Task objective
Leave out the pictures and reproduce all of the data exactly.

[Information]

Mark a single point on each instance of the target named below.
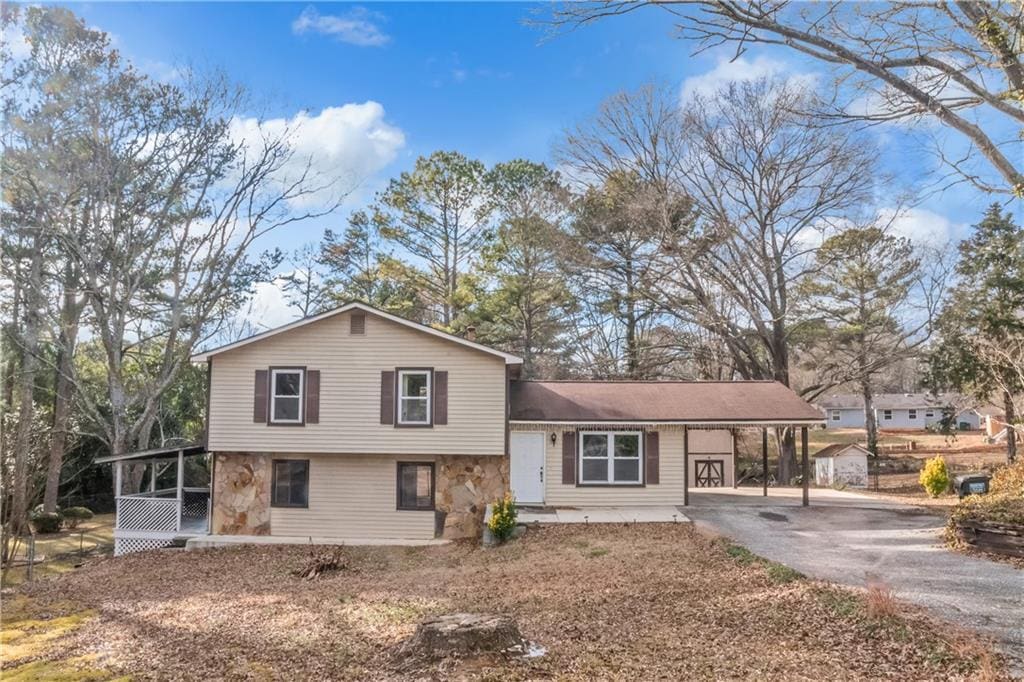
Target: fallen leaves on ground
(648, 601)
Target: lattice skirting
(124, 546)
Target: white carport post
(180, 482)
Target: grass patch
(71, 670)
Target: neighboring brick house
(358, 425)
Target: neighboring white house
(842, 464)
(899, 411)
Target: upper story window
(610, 458)
(286, 395)
(414, 397)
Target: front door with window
(710, 473)
(526, 467)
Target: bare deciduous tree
(958, 61)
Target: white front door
(526, 467)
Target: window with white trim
(286, 395)
(610, 458)
(414, 396)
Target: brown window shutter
(312, 396)
(259, 396)
(568, 458)
(440, 398)
(652, 458)
(387, 397)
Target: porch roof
(734, 402)
(155, 454)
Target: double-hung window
(416, 485)
(290, 483)
(610, 458)
(414, 397)
(286, 395)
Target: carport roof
(659, 401)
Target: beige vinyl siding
(668, 492)
(349, 397)
(352, 497)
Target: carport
(628, 443)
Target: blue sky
(383, 83)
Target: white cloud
(345, 144)
(733, 71)
(13, 37)
(357, 27)
(924, 226)
(267, 307)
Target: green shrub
(935, 476)
(46, 521)
(75, 515)
(503, 515)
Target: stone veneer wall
(465, 486)
(242, 494)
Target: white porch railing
(144, 512)
(163, 511)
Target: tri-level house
(357, 425)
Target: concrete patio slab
(656, 514)
(786, 497)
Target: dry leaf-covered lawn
(606, 601)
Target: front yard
(605, 601)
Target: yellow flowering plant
(935, 476)
(503, 515)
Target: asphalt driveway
(854, 539)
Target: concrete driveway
(851, 539)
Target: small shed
(842, 464)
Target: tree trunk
(17, 521)
(1008, 407)
(62, 397)
(869, 422)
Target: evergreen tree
(982, 326)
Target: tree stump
(464, 634)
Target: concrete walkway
(205, 542)
(660, 514)
(853, 539)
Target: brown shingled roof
(657, 401)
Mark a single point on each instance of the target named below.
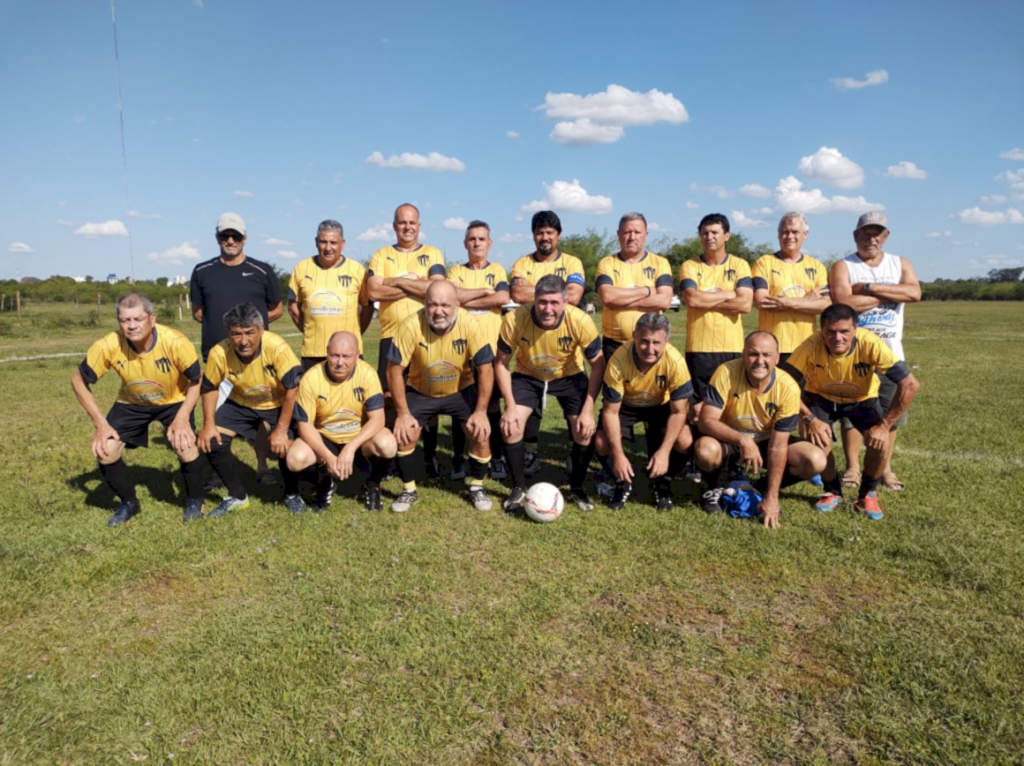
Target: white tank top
(886, 320)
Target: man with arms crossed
(451, 372)
(264, 376)
(483, 289)
(839, 368)
(340, 416)
(750, 410)
(547, 340)
(160, 379)
(327, 295)
(877, 285)
(646, 381)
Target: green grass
(446, 635)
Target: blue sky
(292, 113)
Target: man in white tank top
(877, 285)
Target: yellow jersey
(668, 379)
(710, 331)
(651, 270)
(338, 410)
(848, 378)
(440, 365)
(747, 410)
(329, 299)
(421, 263)
(781, 278)
(492, 275)
(260, 383)
(161, 375)
(530, 269)
(549, 354)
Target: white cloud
(738, 218)
(871, 78)
(720, 192)
(433, 161)
(906, 169)
(572, 197)
(979, 217)
(380, 232)
(600, 118)
(177, 255)
(585, 133)
(107, 228)
(828, 165)
(791, 195)
(755, 189)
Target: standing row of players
(438, 360)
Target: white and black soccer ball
(544, 502)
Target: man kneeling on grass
(750, 410)
(837, 367)
(264, 373)
(160, 372)
(340, 413)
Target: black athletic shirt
(217, 288)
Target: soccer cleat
(124, 512)
(620, 495)
(828, 502)
(711, 501)
(403, 502)
(513, 502)
(227, 505)
(372, 498)
(869, 506)
(459, 468)
(194, 510)
(479, 499)
(579, 496)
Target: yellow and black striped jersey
(492, 275)
(422, 263)
(668, 379)
(749, 411)
(710, 331)
(440, 365)
(260, 383)
(529, 269)
(161, 375)
(780, 278)
(549, 354)
(851, 377)
(651, 270)
(338, 410)
(329, 299)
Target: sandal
(851, 477)
(890, 481)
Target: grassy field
(452, 636)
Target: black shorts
(245, 421)
(426, 409)
(702, 365)
(860, 415)
(570, 392)
(132, 421)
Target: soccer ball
(544, 502)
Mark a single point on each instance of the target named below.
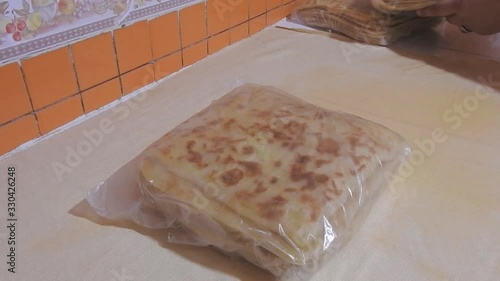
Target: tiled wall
(42, 93)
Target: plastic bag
(258, 174)
(359, 20)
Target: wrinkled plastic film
(258, 174)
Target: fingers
(442, 9)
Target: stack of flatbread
(264, 175)
(396, 6)
(359, 19)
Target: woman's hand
(479, 16)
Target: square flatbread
(264, 175)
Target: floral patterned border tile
(29, 27)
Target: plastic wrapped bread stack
(259, 174)
(375, 22)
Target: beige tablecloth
(441, 223)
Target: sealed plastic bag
(258, 174)
(359, 20)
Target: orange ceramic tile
(167, 65)
(239, 12)
(218, 42)
(14, 100)
(257, 7)
(59, 114)
(94, 60)
(194, 53)
(101, 95)
(287, 9)
(165, 36)
(137, 78)
(133, 46)
(239, 32)
(257, 24)
(193, 24)
(17, 132)
(271, 4)
(274, 16)
(217, 16)
(50, 77)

[/Information]

Answer for the task
Mark a single point on each instance of the target named below.
Target: fallen leaves on ground
(648, 601)
Target: lattice skirting
(124, 546)
Target: white carport post
(180, 482)
Target: grass patch
(71, 670)
Target: neighboring brick house
(358, 425)
Target: neighboring white house
(842, 464)
(899, 411)
Target: upper story window
(610, 458)
(286, 395)
(414, 397)
Target: front door with window
(710, 473)
(526, 467)
Target: bare deciduous tree
(958, 61)
Target: white front door
(526, 467)
Target: window with white trim
(286, 395)
(610, 458)
(414, 396)
Target: brown window shutter
(312, 396)
(259, 396)
(568, 458)
(440, 398)
(652, 458)
(387, 397)
Target: porch roof
(734, 402)
(155, 454)
Target: double-hung window
(416, 485)
(290, 483)
(610, 458)
(414, 397)
(286, 395)
Target: carport roof
(659, 401)
Target: beige vinyl siding
(668, 492)
(349, 397)
(352, 497)
Target: carport
(628, 443)
Target: blue sky
(383, 83)
Target: white cloud
(345, 144)
(733, 71)
(13, 37)
(357, 27)
(924, 226)
(267, 307)
Target: green shrub
(935, 476)
(46, 521)
(75, 515)
(503, 515)
Target: stone veneer wall
(465, 486)
(242, 494)
Target: white porch railing
(144, 512)
(163, 511)
Target: tri-level house
(357, 425)
Target: concrete patio slab
(656, 514)
(786, 497)
Target: dry leaf-covered lawn
(606, 601)
Target: front yard
(605, 601)
Target: yellow flowering plant
(935, 476)
(503, 515)
Target: asphalt driveway
(854, 539)
Target: concrete driveway
(851, 539)
Target: small shed
(842, 464)
Target: tree trunk
(17, 521)
(1008, 407)
(62, 397)
(869, 422)
Target: evergreen tree
(982, 326)
Target: tree stump
(464, 634)
Target: concrete walkway
(205, 542)
(660, 514)
(853, 539)
Target: brown shingled roof
(657, 401)
Mark a single point on each instance of the target named below.
Target: white tank top
(886, 320)
Target: man with arms crossed
(451, 372)
(264, 376)
(483, 289)
(839, 368)
(340, 416)
(750, 410)
(547, 340)
(160, 379)
(327, 295)
(877, 285)
(646, 381)
Target: green grass
(446, 635)
Target: blue sky
(292, 113)
Target: man in white tank top
(877, 285)
Target: yellow jersey
(668, 379)
(710, 331)
(651, 270)
(338, 410)
(848, 378)
(440, 365)
(747, 410)
(329, 299)
(421, 263)
(781, 278)
(492, 275)
(260, 383)
(161, 375)
(530, 269)
(549, 354)
Target: white cloud
(738, 218)
(871, 78)
(720, 192)
(433, 161)
(906, 169)
(572, 197)
(979, 217)
(380, 232)
(600, 118)
(177, 255)
(585, 133)
(107, 228)
(828, 165)
(791, 195)
(755, 189)
Target: standing row of players
(438, 360)
Target: white and black soccer ball
(544, 502)
Target: man kneeling on grass
(750, 410)
(837, 367)
(264, 373)
(160, 372)
(340, 413)
Target: black athletic shirt
(217, 288)
Target: soccer cleat
(124, 512)
(620, 495)
(828, 502)
(711, 501)
(403, 502)
(513, 502)
(227, 505)
(372, 498)
(869, 506)
(459, 468)
(194, 510)
(479, 499)
(579, 496)
Target: yellow and black striped jersey
(492, 275)
(422, 263)
(668, 379)
(749, 411)
(710, 331)
(440, 365)
(260, 383)
(529, 269)
(161, 375)
(780, 278)
(549, 354)
(851, 377)
(651, 270)
(338, 410)
(329, 299)
Target: sandal
(851, 477)
(890, 481)
Target: grassy field
(452, 636)
Target: black shorts
(245, 421)
(426, 409)
(702, 365)
(860, 415)
(570, 392)
(132, 421)
Target: soccer ball
(544, 502)
Mark a single point on each instance of the target named below.
Target: tiled wall
(42, 93)
Target: plastic bag
(258, 174)
(359, 20)
Target: wrinkled plastic film
(258, 174)
Target: fingers
(442, 9)
Target: stack of flatbread
(264, 175)
(396, 6)
(359, 19)
Target: woman's hand
(479, 16)
Target: square flatbread
(264, 175)
Target: floral patterned border tile
(29, 27)
Target: plastic wrapped bread stack
(259, 174)
(375, 22)
Target: beige tablecloth
(441, 223)
Target: sealed plastic bag
(258, 174)
(359, 20)
Target: orange ceramic tile
(167, 65)
(239, 12)
(218, 42)
(14, 100)
(257, 7)
(59, 114)
(94, 60)
(194, 53)
(101, 95)
(287, 9)
(165, 36)
(137, 78)
(133, 46)
(239, 32)
(257, 24)
(193, 24)
(17, 132)
(271, 4)
(274, 16)
(217, 16)
(50, 77)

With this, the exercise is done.